#### WRITTEN REQUEST
Only the lines from the one holding "palm tree above? Mark it with a dot." to the end should be retyped, exactly, with both ends included and no pictures.

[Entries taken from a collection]
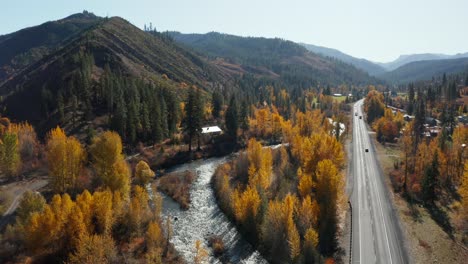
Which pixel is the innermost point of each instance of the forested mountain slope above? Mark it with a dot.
(289, 62)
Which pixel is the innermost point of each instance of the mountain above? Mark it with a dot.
(85, 70)
(77, 65)
(21, 48)
(284, 60)
(363, 64)
(425, 70)
(405, 59)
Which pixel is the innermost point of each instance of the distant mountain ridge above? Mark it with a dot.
(74, 57)
(24, 47)
(405, 59)
(425, 70)
(366, 65)
(406, 68)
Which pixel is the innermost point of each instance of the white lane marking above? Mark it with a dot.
(380, 204)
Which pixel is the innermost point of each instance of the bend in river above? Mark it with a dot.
(204, 218)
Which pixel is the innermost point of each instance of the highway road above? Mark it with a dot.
(376, 234)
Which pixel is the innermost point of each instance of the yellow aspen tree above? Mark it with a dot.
(154, 235)
(109, 163)
(311, 238)
(201, 255)
(94, 249)
(65, 156)
(329, 189)
(307, 214)
(294, 240)
(10, 160)
(305, 183)
(143, 173)
(75, 229)
(246, 203)
(102, 207)
(260, 164)
(84, 202)
(463, 191)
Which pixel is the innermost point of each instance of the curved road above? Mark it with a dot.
(376, 237)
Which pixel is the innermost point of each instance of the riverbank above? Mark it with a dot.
(427, 242)
(203, 219)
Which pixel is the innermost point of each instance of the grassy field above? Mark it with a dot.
(427, 242)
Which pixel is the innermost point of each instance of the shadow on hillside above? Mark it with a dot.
(441, 217)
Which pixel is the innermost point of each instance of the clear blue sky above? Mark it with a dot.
(372, 29)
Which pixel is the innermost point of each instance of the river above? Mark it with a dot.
(204, 218)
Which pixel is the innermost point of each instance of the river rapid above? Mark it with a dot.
(204, 218)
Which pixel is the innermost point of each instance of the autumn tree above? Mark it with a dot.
(430, 180)
(30, 203)
(65, 156)
(217, 103)
(232, 118)
(260, 164)
(94, 249)
(246, 205)
(10, 160)
(374, 106)
(109, 163)
(27, 141)
(463, 191)
(193, 115)
(329, 189)
(143, 173)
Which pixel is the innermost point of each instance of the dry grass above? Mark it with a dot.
(217, 244)
(177, 186)
(426, 240)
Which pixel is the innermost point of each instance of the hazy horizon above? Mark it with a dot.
(378, 32)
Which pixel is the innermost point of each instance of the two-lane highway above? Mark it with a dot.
(377, 235)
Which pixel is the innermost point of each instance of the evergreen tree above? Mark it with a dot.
(232, 120)
(430, 180)
(244, 116)
(199, 115)
(419, 118)
(410, 99)
(193, 108)
(217, 103)
(61, 107)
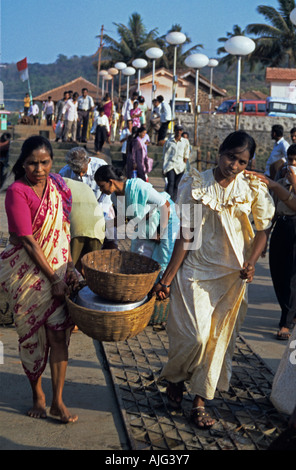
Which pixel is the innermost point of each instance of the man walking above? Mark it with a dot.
(165, 118)
(278, 156)
(85, 105)
(176, 152)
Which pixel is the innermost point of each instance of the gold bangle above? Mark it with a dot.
(289, 198)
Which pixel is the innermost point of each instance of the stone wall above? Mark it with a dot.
(212, 130)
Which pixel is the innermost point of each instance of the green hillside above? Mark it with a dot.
(44, 77)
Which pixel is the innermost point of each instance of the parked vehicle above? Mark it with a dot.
(282, 107)
(182, 105)
(247, 107)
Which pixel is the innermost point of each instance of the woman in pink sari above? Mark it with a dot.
(138, 158)
(108, 110)
(36, 271)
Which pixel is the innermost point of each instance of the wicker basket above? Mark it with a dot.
(6, 315)
(111, 326)
(161, 312)
(119, 276)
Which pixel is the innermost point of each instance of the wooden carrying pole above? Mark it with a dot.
(99, 61)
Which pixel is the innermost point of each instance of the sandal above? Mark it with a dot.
(201, 418)
(175, 394)
(283, 336)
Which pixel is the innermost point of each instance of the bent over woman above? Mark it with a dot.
(153, 213)
(36, 271)
(207, 284)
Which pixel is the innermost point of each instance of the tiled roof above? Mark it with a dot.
(278, 74)
(75, 85)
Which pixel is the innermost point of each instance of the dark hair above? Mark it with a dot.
(139, 130)
(278, 130)
(238, 139)
(32, 143)
(107, 173)
(5, 136)
(291, 150)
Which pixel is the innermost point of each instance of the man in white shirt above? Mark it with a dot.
(70, 116)
(81, 167)
(165, 118)
(278, 156)
(102, 126)
(34, 112)
(126, 132)
(127, 107)
(48, 110)
(85, 105)
(176, 152)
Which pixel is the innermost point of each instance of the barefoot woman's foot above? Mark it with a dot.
(38, 410)
(201, 418)
(63, 413)
(175, 394)
(283, 334)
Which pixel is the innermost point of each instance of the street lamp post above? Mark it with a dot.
(175, 38)
(239, 46)
(153, 53)
(103, 74)
(139, 64)
(197, 62)
(119, 66)
(128, 72)
(108, 78)
(113, 72)
(212, 63)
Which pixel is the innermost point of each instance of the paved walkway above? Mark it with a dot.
(89, 388)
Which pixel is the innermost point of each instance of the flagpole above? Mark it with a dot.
(30, 93)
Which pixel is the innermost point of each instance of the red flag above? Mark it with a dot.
(22, 67)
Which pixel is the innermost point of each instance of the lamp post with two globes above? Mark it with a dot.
(119, 66)
(212, 63)
(139, 64)
(239, 46)
(103, 74)
(113, 72)
(175, 38)
(128, 72)
(153, 53)
(197, 62)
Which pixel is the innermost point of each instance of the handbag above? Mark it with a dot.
(283, 393)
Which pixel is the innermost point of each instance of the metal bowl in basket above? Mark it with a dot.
(119, 276)
(109, 325)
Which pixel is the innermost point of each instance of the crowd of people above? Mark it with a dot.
(53, 221)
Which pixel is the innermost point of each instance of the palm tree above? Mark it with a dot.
(230, 60)
(276, 40)
(133, 41)
(168, 56)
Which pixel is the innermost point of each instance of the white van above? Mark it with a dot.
(282, 107)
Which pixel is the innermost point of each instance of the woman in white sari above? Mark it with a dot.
(207, 285)
(36, 271)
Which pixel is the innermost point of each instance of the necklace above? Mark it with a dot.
(30, 184)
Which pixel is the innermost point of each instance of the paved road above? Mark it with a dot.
(89, 389)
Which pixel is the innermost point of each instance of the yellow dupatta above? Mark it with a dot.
(28, 289)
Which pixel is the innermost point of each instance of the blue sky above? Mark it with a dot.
(42, 29)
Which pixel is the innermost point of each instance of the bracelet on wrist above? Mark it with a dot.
(165, 285)
(289, 198)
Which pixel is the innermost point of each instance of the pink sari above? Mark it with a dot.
(28, 289)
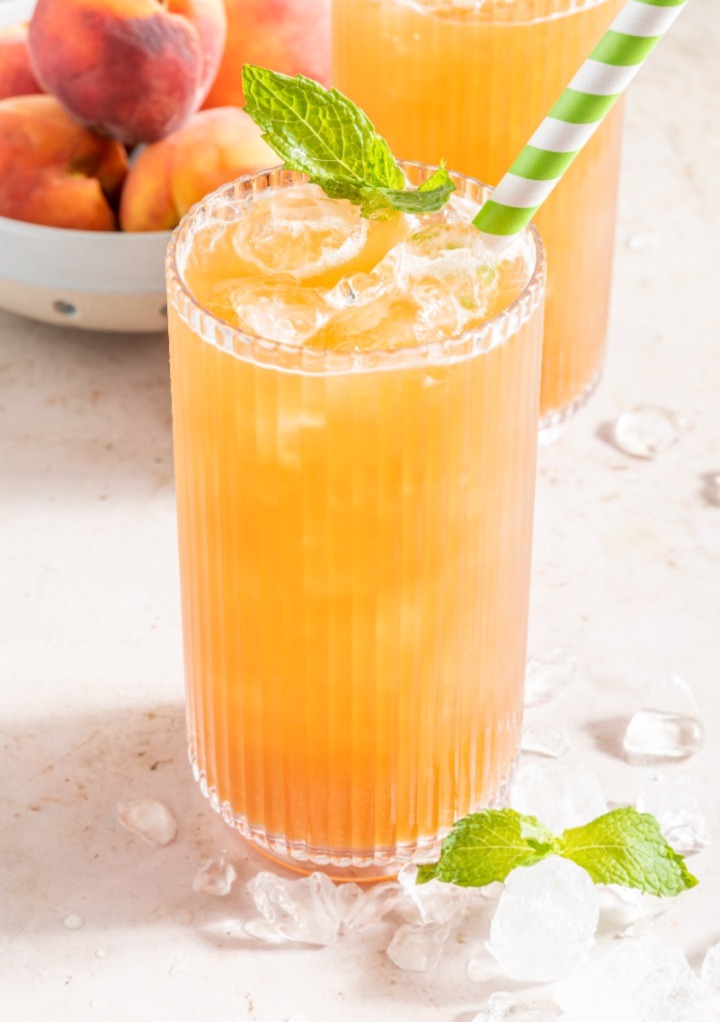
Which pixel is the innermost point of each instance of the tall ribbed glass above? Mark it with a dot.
(354, 548)
(469, 83)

#### RESULT OF THE TASK
Which pixel is the innermost point of each instance of the palm tree above? Mark it with a dot.
(230, 60)
(276, 40)
(133, 41)
(168, 56)
Which pixel is the innermost point of each instance of the white van above? Mark it with a dot.
(282, 107)
Which pixel is the innermost point of each instance of the woman in white sari above? Mark it with a dot.
(207, 285)
(36, 271)
Which pixel is the innermost point of each instance of the necklace above? Mark it with a dot.
(30, 184)
Which pixel is the innermost point of each instance of the paved road above? Mark it with a dot.
(89, 389)
Which pixel is the innermost point of each instance of the yellow dupatta above? Mark it with a dot.
(28, 289)
Which pixel is the innermost point of each instance of the blue sky above? Mark it with a dot.
(42, 29)
Which pixel is the innermost point of each instance of the bracelet on wrist above? Mark it with a dot.
(165, 285)
(289, 198)
Which pixel is the innermost point of each instance of the pink sari above? Mark it with a dot.
(28, 289)
Which pixel is the innermost point of each instance of the tall ribbed glass above? Mark it with a dot.
(354, 548)
(469, 83)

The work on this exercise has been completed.